- [Task to complete]:
Give the lines from the one with "--target fringed white petal" up to and including the one with "M 153 101 L" as a numbered list, leaving out any blank lines.

- [Material for this exercise]:
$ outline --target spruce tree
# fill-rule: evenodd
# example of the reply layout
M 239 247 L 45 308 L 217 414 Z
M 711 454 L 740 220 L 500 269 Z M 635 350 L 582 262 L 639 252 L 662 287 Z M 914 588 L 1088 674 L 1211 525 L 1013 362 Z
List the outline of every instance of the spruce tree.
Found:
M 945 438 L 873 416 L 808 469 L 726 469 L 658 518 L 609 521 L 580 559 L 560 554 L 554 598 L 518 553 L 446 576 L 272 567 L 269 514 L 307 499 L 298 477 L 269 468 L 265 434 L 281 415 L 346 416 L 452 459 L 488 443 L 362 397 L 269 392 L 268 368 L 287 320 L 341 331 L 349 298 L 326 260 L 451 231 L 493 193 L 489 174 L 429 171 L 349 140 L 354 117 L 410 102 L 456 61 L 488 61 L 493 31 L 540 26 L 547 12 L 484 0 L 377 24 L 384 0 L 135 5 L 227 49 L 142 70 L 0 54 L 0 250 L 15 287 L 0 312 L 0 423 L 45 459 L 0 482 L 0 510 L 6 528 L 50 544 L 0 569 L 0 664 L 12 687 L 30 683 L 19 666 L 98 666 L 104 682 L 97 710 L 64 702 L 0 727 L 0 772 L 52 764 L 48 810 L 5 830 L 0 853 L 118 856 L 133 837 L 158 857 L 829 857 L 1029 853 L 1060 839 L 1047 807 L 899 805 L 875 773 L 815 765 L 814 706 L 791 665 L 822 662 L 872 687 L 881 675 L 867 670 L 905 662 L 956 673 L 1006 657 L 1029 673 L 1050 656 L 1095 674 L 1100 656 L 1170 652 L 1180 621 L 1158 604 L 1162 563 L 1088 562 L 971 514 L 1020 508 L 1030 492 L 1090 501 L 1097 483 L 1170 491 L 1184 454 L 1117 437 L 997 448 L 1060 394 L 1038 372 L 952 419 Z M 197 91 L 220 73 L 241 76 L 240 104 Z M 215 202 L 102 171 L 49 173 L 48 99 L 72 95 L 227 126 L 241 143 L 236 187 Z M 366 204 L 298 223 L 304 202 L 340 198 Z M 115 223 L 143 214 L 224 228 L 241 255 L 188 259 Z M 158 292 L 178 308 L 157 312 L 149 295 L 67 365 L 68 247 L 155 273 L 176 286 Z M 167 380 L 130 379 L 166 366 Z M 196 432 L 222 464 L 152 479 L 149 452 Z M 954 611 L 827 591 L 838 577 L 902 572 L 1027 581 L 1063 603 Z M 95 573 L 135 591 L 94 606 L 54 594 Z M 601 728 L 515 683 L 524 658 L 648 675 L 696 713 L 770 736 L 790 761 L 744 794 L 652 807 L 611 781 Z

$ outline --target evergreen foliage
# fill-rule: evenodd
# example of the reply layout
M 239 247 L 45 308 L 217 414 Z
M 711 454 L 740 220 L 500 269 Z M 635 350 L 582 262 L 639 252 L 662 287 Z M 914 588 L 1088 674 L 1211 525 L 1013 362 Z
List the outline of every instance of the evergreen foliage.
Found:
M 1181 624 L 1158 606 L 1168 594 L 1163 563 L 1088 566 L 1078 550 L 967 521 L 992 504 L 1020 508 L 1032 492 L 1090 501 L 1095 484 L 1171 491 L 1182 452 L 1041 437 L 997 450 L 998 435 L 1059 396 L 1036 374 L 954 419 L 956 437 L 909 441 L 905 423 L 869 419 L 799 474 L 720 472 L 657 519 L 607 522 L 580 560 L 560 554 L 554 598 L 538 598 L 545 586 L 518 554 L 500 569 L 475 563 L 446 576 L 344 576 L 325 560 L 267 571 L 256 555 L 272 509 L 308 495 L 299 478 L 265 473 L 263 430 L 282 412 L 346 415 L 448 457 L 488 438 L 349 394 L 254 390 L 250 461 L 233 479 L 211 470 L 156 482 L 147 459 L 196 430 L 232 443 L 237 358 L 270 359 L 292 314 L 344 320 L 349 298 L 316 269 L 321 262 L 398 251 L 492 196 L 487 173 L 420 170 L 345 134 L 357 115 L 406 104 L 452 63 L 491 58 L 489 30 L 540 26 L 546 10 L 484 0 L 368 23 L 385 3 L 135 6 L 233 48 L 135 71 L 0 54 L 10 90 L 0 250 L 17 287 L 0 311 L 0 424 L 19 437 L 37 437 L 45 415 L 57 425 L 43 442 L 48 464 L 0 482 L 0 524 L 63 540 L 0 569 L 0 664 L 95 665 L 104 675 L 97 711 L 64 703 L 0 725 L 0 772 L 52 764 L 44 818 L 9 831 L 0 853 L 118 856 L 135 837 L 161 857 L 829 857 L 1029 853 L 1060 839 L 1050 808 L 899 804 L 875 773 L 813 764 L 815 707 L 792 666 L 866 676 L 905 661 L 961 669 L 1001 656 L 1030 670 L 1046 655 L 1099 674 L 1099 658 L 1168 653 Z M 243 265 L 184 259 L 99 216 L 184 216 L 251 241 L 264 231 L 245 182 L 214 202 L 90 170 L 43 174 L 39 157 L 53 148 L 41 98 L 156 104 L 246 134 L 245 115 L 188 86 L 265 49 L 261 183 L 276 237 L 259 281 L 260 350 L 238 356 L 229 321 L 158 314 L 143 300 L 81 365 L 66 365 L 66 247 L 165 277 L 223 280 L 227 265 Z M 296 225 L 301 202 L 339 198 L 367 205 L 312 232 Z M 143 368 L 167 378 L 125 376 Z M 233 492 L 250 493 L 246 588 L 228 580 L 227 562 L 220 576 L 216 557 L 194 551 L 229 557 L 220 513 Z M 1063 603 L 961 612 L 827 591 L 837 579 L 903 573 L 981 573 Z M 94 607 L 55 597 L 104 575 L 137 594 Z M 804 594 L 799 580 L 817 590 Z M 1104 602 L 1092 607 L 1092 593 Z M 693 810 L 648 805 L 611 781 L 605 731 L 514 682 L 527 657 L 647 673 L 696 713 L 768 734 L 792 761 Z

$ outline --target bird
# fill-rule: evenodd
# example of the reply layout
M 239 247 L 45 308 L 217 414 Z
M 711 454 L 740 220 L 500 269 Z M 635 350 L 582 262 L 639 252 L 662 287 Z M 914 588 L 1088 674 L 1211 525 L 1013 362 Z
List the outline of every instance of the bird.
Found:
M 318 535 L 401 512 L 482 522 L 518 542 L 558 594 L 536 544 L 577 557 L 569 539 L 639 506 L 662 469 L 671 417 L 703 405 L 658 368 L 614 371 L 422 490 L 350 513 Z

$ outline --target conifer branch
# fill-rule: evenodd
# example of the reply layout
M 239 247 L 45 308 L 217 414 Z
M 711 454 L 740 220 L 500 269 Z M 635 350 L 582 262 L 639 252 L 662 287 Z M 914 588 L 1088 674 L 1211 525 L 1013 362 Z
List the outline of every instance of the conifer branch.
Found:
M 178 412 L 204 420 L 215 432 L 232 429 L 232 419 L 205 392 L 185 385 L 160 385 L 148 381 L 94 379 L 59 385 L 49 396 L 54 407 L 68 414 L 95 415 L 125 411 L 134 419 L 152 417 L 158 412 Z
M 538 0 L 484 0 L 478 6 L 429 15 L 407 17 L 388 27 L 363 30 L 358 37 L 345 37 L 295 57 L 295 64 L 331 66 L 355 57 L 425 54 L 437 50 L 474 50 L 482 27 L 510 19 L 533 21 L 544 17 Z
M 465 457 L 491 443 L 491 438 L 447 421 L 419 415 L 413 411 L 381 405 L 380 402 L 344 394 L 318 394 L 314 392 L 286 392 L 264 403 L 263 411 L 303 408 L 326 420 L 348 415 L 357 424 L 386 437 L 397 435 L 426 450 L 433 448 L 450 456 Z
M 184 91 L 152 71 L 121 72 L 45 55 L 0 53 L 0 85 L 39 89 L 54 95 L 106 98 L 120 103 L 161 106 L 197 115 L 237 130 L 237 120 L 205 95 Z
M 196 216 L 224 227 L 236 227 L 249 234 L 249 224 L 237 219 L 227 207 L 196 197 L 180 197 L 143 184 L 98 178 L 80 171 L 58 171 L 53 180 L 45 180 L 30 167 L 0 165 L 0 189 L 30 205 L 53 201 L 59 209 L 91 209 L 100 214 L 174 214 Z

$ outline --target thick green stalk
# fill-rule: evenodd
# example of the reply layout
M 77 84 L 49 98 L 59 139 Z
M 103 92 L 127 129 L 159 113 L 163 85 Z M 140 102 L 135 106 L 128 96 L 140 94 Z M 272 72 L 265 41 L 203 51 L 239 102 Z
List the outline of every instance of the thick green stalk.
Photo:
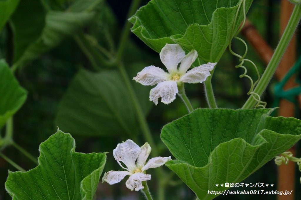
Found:
M 147 185 L 146 181 L 142 181 L 142 185 L 143 186 L 144 188 L 141 189 L 141 192 L 144 194 L 145 198 L 147 200 L 153 200 L 153 198 L 150 195 L 149 189 L 148 189 L 148 186 Z
M 184 104 L 186 106 L 186 108 L 187 109 L 188 112 L 190 113 L 193 111 L 193 108 L 192 106 L 190 103 L 189 99 L 186 95 L 185 93 L 185 89 L 184 88 L 184 83 L 182 83 L 180 85 L 178 86 L 178 89 L 179 89 L 179 92 L 178 93 L 178 95 L 181 98 L 181 99 L 183 101 Z
M 296 5 L 279 44 L 276 48 L 270 62 L 263 74 L 254 89 L 253 92 L 259 96 L 268 86 L 290 41 L 294 32 L 301 19 L 301 4 Z M 242 108 L 243 109 L 252 108 L 257 103 L 251 95 Z
M 213 72 L 212 73 L 213 73 Z M 214 95 L 213 93 L 212 85 L 211 83 L 212 76 L 211 75 L 208 77 L 206 80 L 204 81 L 205 95 L 209 107 L 210 108 L 217 108 L 217 105 L 216 105 L 216 102 L 215 102 Z
M 13 117 L 11 117 L 6 121 L 6 129 L 4 138 L 6 145 L 10 145 L 14 142 L 13 140 Z

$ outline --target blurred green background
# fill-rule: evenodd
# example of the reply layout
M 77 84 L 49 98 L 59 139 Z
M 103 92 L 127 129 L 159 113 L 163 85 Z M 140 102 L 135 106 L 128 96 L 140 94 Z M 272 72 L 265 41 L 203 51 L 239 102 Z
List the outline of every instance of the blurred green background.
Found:
M 22 1 L 25 0 L 21 0 L 21 2 Z M 62 4 L 60 4 L 60 1 L 56 1 L 59 8 Z M 148 2 L 143 1 L 142 5 L 146 4 Z M 108 11 L 108 15 L 106 16 L 106 19 L 110 21 L 110 23 L 109 24 L 113 25 L 107 28 L 110 32 L 113 43 L 115 44 L 118 41 L 120 30 L 126 19 L 130 2 L 130 1 L 108 0 L 105 4 L 106 8 L 110 11 Z M 247 15 L 248 19 L 274 49 L 279 39 L 280 2 L 279 1 L 255 0 Z M 111 9 L 113 12 L 110 12 Z M 112 15 L 113 13 L 114 16 Z M 98 21 L 100 20 L 100 19 L 103 19 L 102 17 L 102 17 L 100 15 L 104 14 L 101 13 L 98 16 L 95 21 L 93 22 L 98 24 L 97 26 L 88 26 L 85 28 L 85 32 L 95 35 L 100 43 L 102 42 L 102 38 L 106 37 L 105 33 L 104 35 L 98 35 L 104 28 L 103 25 L 97 23 L 100 23 Z M 10 64 L 12 63 L 13 56 L 14 27 L 11 24 L 8 23 L 0 32 L 0 56 L 2 58 L 5 58 Z M 301 37 L 300 36 L 301 34 L 299 28 L 298 32 L 298 55 L 300 55 L 301 52 Z M 240 36 L 247 41 L 243 36 Z M 244 47 L 239 41 L 233 40 L 232 44 L 233 50 L 234 52 L 241 54 L 244 52 Z M 265 65 L 251 46 L 249 45 L 248 47 L 249 49 L 246 57 L 255 63 L 260 73 L 262 74 Z M 135 75 L 135 73 L 147 66 L 154 65 L 164 68 L 158 54 L 133 35 L 131 36 L 130 41 L 126 47 L 125 54 L 124 60 L 126 64 L 131 65 L 135 69 L 129 72 L 129 74 L 133 76 Z M 247 79 L 239 77 L 242 71 L 234 67 L 238 62 L 237 58 L 227 50 L 215 71 L 213 78 L 213 87 L 218 105 L 220 108 L 239 108 L 247 98 L 247 93 L 249 89 L 250 83 Z M 133 64 L 134 63 L 135 64 Z M 56 119 L 60 111 L 60 102 L 67 91 L 73 79 L 79 69 L 83 68 L 92 71 L 94 70 L 74 38 L 70 37 L 66 38 L 58 46 L 43 54 L 37 59 L 30 62 L 15 73 L 20 84 L 28 91 L 28 95 L 25 104 L 14 116 L 14 138 L 17 144 L 35 157 L 37 157 L 39 155 L 39 144 L 54 133 L 57 129 L 58 124 Z M 253 70 L 250 69 L 248 71 L 251 77 L 256 78 Z M 133 84 L 136 84 L 133 81 Z M 276 81 L 273 80 L 271 85 L 272 86 L 275 83 Z M 188 84 L 186 87 L 187 95 L 190 98 L 194 108 L 207 107 L 202 85 Z M 149 89 L 149 88 L 147 89 L 148 91 Z M 273 92 L 272 87 L 271 87 L 264 94 L 263 99 L 268 103 L 267 108 L 272 106 L 274 101 Z M 148 98 L 147 92 L 145 92 L 145 94 L 144 98 L 146 98 L 147 99 Z M 146 104 L 143 106 L 146 110 L 150 109 L 147 120 L 154 138 L 158 144 L 160 155 L 162 156 L 170 155 L 166 147 L 160 141 L 161 130 L 164 125 L 187 114 L 185 105 L 179 98 L 177 98 L 168 105 L 159 103 L 156 106 L 152 103 Z M 296 117 L 299 118 L 299 110 L 298 109 L 297 111 Z M 107 124 L 107 126 L 110 126 L 109 123 Z M 65 132 L 70 132 L 68 130 L 59 127 Z M 131 130 L 133 133 L 137 131 Z M 5 128 L 0 131 L 3 135 L 5 132 Z M 104 171 L 120 169 L 114 159 L 112 153 L 117 144 L 128 139 L 127 135 L 117 134 L 113 136 L 87 137 L 71 132 L 70 133 L 75 139 L 76 150 L 77 152 L 85 153 L 110 152 L 107 154 L 107 164 Z M 141 146 L 145 141 L 139 133 L 135 134 L 138 136 L 138 140 L 135 141 Z M 298 144 L 297 145 L 296 156 L 299 157 L 301 153 L 299 146 Z M 24 169 L 29 170 L 35 167 L 32 162 L 12 147 L 6 148 L 2 152 Z M 166 167 L 163 167 L 168 170 Z M 0 158 L 0 200 L 11 199 L 4 188 L 4 183 L 7 178 L 8 170 L 14 171 L 16 169 Z M 151 174 L 151 170 L 150 171 L 150 173 Z M 277 189 L 277 166 L 272 161 L 242 182 L 272 183 L 275 185 L 272 188 L 269 187 L 265 188 L 267 191 L 272 191 Z M 296 170 L 296 177 L 294 180 L 296 183 L 295 189 L 296 199 L 301 199 L 301 184 L 299 181 L 300 176 L 301 173 Z M 167 199 L 194 199 L 193 192 L 181 183 L 175 175 L 173 177 L 173 179 L 175 181 L 175 185 L 169 187 Z M 112 186 L 106 183 L 100 184 L 96 193 L 97 199 L 142 199 L 143 197 L 140 193 L 131 192 L 125 186 L 126 180 L 125 179 L 121 183 Z M 153 191 L 155 195 L 155 186 L 154 185 L 155 182 L 152 180 L 150 181 L 149 185 L 151 191 Z M 234 190 L 236 190 L 235 189 Z M 250 189 L 248 189 L 249 191 Z M 254 198 L 259 199 L 275 199 L 276 196 L 275 195 L 256 196 L 250 195 L 237 195 L 221 196 L 216 199 L 253 199 Z

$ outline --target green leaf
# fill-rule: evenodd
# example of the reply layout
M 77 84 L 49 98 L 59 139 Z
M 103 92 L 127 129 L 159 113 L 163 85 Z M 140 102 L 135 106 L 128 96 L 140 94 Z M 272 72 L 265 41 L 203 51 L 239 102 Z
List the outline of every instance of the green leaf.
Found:
M 21 1 L 12 17 L 15 55 L 14 69 L 39 58 L 86 26 L 102 0 L 75 2 L 64 11 L 44 9 L 39 1 Z
M 18 5 L 20 0 L 0 1 L 0 32 Z
M 20 86 L 3 60 L 0 60 L 0 129 L 24 103 L 27 92 Z
M 75 148 L 74 139 L 59 130 L 41 143 L 37 167 L 9 172 L 5 187 L 13 199 L 93 199 L 106 153 L 85 154 Z
M 137 133 L 135 113 L 118 72 L 81 69 L 60 103 L 56 124 L 78 135 L 129 136 Z
M 152 0 L 129 20 L 133 32 L 158 52 L 166 43 L 178 43 L 187 52 L 195 49 L 203 61 L 214 62 L 242 21 L 242 1 Z M 246 1 L 245 13 L 252 1 Z
M 301 138 L 301 120 L 269 109 L 198 109 L 164 126 L 161 138 L 177 160 L 166 164 L 200 199 L 239 183 Z

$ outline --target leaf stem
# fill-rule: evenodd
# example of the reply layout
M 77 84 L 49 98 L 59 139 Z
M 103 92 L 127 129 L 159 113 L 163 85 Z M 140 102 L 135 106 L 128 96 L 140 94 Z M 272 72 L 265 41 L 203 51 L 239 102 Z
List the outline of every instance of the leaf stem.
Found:
M 127 20 L 121 32 L 121 36 L 119 41 L 119 44 L 118 46 L 118 50 L 116 56 L 116 63 L 118 63 L 122 59 L 124 50 L 129 40 L 130 33 L 131 32 L 130 29 L 132 23 L 127 20 L 127 19 L 134 14 L 139 7 L 141 1 L 141 0 L 133 0 L 132 1 L 132 4 L 131 4 L 128 13 Z
M 23 172 L 26 171 L 26 170 L 19 165 L 18 165 L 17 163 L 8 158 L 8 157 L 7 157 L 5 155 L 2 153 L 1 152 L 0 152 L 0 156 L 3 158 L 3 159 L 6 160 L 8 162 L 14 166 L 15 168 L 19 171 L 23 171 Z
M 212 72 L 212 74 L 213 73 L 213 72 Z M 217 105 L 216 105 L 216 102 L 215 101 L 214 95 L 213 93 L 212 84 L 211 83 L 212 76 L 211 75 L 208 77 L 206 80 L 204 81 L 205 95 L 209 107 L 210 108 L 217 108 Z
M 77 43 L 79 47 L 83 52 L 85 54 L 88 59 L 89 59 L 89 60 L 92 64 L 92 66 L 94 69 L 96 71 L 99 71 L 100 68 L 97 64 L 97 62 L 95 58 L 92 55 L 92 53 L 90 51 L 90 50 L 88 49 L 88 48 L 85 45 L 86 44 L 85 44 L 85 42 L 82 39 L 82 37 L 80 37 L 79 35 L 79 34 L 76 35 L 75 35 L 73 38 L 76 43 Z
M 253 91 L 253 92 L 258 94 L 259 96 L 261 96 L 263 93 L 272 79 L 300 19 L 301 4 L 296 5 L 295 6 L 287 25 L 271 61 Z M 242 109 L 253 108 L 257 103 L 257 102 L 253 97 L 253 95 L 251 95 L 243 106 Z
M 27 157 L 27 158 L 32 160 L 37 165 L 39 164 L 39 163 L 38 162 L 38 161 L 37 159 L 33 156 L 30 153 L 27 152 L 26 150 L 23 149 L 22 148 L 22 147 L 20 146 L 15 142 L 13 142 L 12 144 L 16 149 L 22 152 L 22 153 L 25 155 L 26 157 Z
M 145 198 L 147 200 L 153 200 L 153 198 L 151 197 L 150 193 L 150 192 L 149 189 L 148 188 L 148 186 L 146 181 L 142 181 L 142 185 L 143 186 L 144 188 L 141 189 L 141 192 L 144 194 L 145 196 Z
M 6 131 L 4 139 L 6 143 L 6 145 L 10 145 L 14 143 L 13 140 L 13 117 L 11 117 L 6 121 Z
M 180 85 L 178 85 L 178 88 L 179 89 L 179 92 L 178 93 L 178 95 L 181 98 L 181 99 L 186 106 L 188 113 L 190 113 L 193 111 L 194 109 L 190 103 L 190 102 L 186 95 L 185 89 L 184 88 L 184 83 L 182 83 Z

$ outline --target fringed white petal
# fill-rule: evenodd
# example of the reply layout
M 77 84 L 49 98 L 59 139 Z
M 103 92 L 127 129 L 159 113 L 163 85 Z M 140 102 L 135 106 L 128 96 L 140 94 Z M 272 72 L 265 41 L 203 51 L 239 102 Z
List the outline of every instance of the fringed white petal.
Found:
M 153 101 L 157 105 L 158 98 L 161 98 L 161 102 L 168 104 L 175 99 L 175 95 L 178 92 L 176 81 L 168 80 L 160 82 L 150 90 L 150 101 Z
M 128 140 L 117 145 L 116 148 L 113 150 L 113 155 L 121 167 L 131 171 L 137 168 L 136 160 L 141 151 L 139 146 L 132 140 Z M 119 161 L 124 163 L 127 168 L 123 167 Z
M 131 173 L 126 171 L 108 171 L 104 173 L 102 177 L 102 182 L 105 181 L 110 185 L 119 183 L 127 175 L 131 175 Z
M 147 163 L 142 168 L 141 171 L 144 171 L 150 168 L 154 168 L 162 166 L 165 163 L 171 160 L 171 157 L 158 157 L 153 158 L 150 159 Z
M 179 72 L 183 74 L 186 72 L 197 57 L 197 52 L 194 49 L 188 53 L 181 61 L 179 68 Z
M 166 44 L 160 52 L 160 58 L 169 73 L 178 71 L 178 65 L 185 57 L 185 52 L 178 44 Z
M 170 75 L 160 68 L 154 65 L 145 68 L 133 79 L 143 85 L 154 85 L 167 80 Z
M 145 164 L 146 159 L 151 151 L 151 148 L 147 142 L 141 147 L 141 151 L 137 158 L 137 167 L 140 169 Z
M 126 185 L 132 191 L 139 191 L 144 188 L 142 185 L 142 181 L 150 180 L 150 174 L 145 174 L 143 173 L 136 173 L 131 175 L 126 183 Z
M 216 63 L 209 62 L 195 67 L 181 77 L 179 81 L 189 83 L 202 83 L 210 76 L 210 71 L 213 69 Z

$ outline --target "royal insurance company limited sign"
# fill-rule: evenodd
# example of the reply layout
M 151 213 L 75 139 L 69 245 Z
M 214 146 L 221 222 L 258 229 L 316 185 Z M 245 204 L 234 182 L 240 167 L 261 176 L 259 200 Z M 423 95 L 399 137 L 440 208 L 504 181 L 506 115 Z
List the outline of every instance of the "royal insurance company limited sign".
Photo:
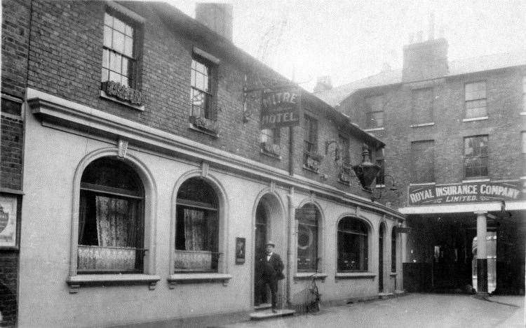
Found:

- [Reply to the exercise]:
1. $ outline --target fringed white petal
2. # fill-rule: evenodd
3. # example of the reply layout
4. M 77 84 L 49 98 L 59 139 Z
5. M 103 92 L 127 129 L 159 113 L 163 85 Z M 140 102 L 135 106 L 128 96 L 140 94 Z M 272 72 L 265 41 L 203 51 L 239 102 Z
6. List the outline of every instance of the fringed white petal.
7. Found:
8. M 153 101 L 157 105 L 158 98 L 161 98 L 161 102 L 168 104 L 175 99 L 175 95 L 178 92 L 176 81 L 168 80 L 160 82 L 150 90 L 150 101 Z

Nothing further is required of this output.